> TASK ITEM A
According to the caregiving post, how long was the visit to the ER?
> TASK ITEM B
Translate this sentence from the caregiving post into Spanish: "She is supposed to consume nothing but ginger ale and gatorade for the next two days."

** GIVEN PASSAGE follows **

He wants to be a firefighter when he grows up. Also the owner of a tree-cutting service. Or a road construction worker. Or some kind of para-medic/rescue worker.

I think he’s going to spend Thanksgiving rescuing his Grammy.

8 1/2

That’s eight and a half hours in the ER. We left at 5 p.m. It’s now almost 2 a.m. I haven’t eaten since lunch, and I’m sitting here eating baba ghannouj with a spoon and drinking V-8 Fusion because it hurts when I chew because I had a tooth extracted yesterday.

Mom was severely dehydrated and we couldn’t seem to stop the diarrhea. So they took all kinds of her fluids for testing, stuck a hydrating infusion in her arm, X-rayed her and did a CAT scan of her stomach and intestines. They didn’t find anything that we didn’t already know was there — nothing that would be causing her to spend so much time sitting on the commode. So, just in case, they gave her an antibiotic and we loaded up on gatorade on the way home.

And just to make the day complete, as I was rushing around making sure I had her health insurance info and stuffing extra clothes for her in a bag, along with a water bottle, kleenex etc. etc., my flip-flop caught on something sticking out of her wheelchair and I did some damage to my second toe on my left foot. No time to worry about that, right?

At the hospital, my toe started throbbing; turning purple. I had the option of signing myself into the ER too and have my toe X-rayed, but that would have left my sib to deal with my mother all by himself. My toe hurt and looked gross, but I could bend it and move it, so I figured it’s just a bad bruise. I opted to tend to the reason we were there in the first place.

She is supposed to consume nothing but ginger ale and gatorade for the next two days. If she refuses to drink — as she has been doing midst fits of dementia — it’s back to the hospital and back on the IV.
I’m wondering how they ever manage situations like this in nursing homes. It took two of us to manage the care of one of her.

I’m still hungry. But I’m also tired. I don’t know which need I’ll fill after I post this. Either way, it’s been a hell of a day.

a mother’s day reality bite

The Limerick Savant has put out a call for Mother’s Day limericks. I dare the jester to print this one, an original by this burned out, currently bitter caregiver:

Of mothers there are varied kinds.
Some are honored; some are maligned.
There’s no perfect mater
and sooner or later
you learn to accept what you find
To “mother” with grace is not easy.
You’re expected to always be breezy.
And when you mother your mother
‘cause a choice there’s no other
you likely go out of your mind.

** End of GIVEN PASSAGE **
** SOURCE DATA follows **

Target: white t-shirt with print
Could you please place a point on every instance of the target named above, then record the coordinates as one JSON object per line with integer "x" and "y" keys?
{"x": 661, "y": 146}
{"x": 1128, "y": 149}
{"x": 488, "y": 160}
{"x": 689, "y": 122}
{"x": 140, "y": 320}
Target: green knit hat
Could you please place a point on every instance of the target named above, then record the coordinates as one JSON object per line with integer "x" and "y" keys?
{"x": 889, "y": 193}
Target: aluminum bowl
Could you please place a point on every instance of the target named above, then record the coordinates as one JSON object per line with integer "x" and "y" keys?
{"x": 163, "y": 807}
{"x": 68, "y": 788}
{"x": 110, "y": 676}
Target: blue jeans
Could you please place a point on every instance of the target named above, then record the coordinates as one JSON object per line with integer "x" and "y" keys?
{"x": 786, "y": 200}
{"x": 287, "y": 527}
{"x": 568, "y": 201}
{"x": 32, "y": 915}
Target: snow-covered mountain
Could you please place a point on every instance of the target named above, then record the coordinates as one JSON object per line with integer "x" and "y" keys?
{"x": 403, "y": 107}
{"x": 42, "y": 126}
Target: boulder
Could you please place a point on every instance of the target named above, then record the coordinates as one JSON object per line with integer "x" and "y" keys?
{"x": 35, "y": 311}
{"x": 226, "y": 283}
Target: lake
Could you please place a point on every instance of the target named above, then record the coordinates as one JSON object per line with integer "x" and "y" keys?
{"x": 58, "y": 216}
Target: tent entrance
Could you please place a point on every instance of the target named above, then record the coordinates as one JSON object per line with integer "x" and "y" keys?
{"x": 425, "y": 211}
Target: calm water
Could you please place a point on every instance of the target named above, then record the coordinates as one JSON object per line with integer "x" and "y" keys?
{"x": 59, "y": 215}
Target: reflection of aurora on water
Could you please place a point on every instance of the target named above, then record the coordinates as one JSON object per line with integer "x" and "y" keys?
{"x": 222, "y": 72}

** End of SOURCE DATA **

> OUTPUT A
Eight and a half hours.

> OUTPUT B
Se supone que no debe consumir nada más que ginger ale y gatorade durante los próximos dos días.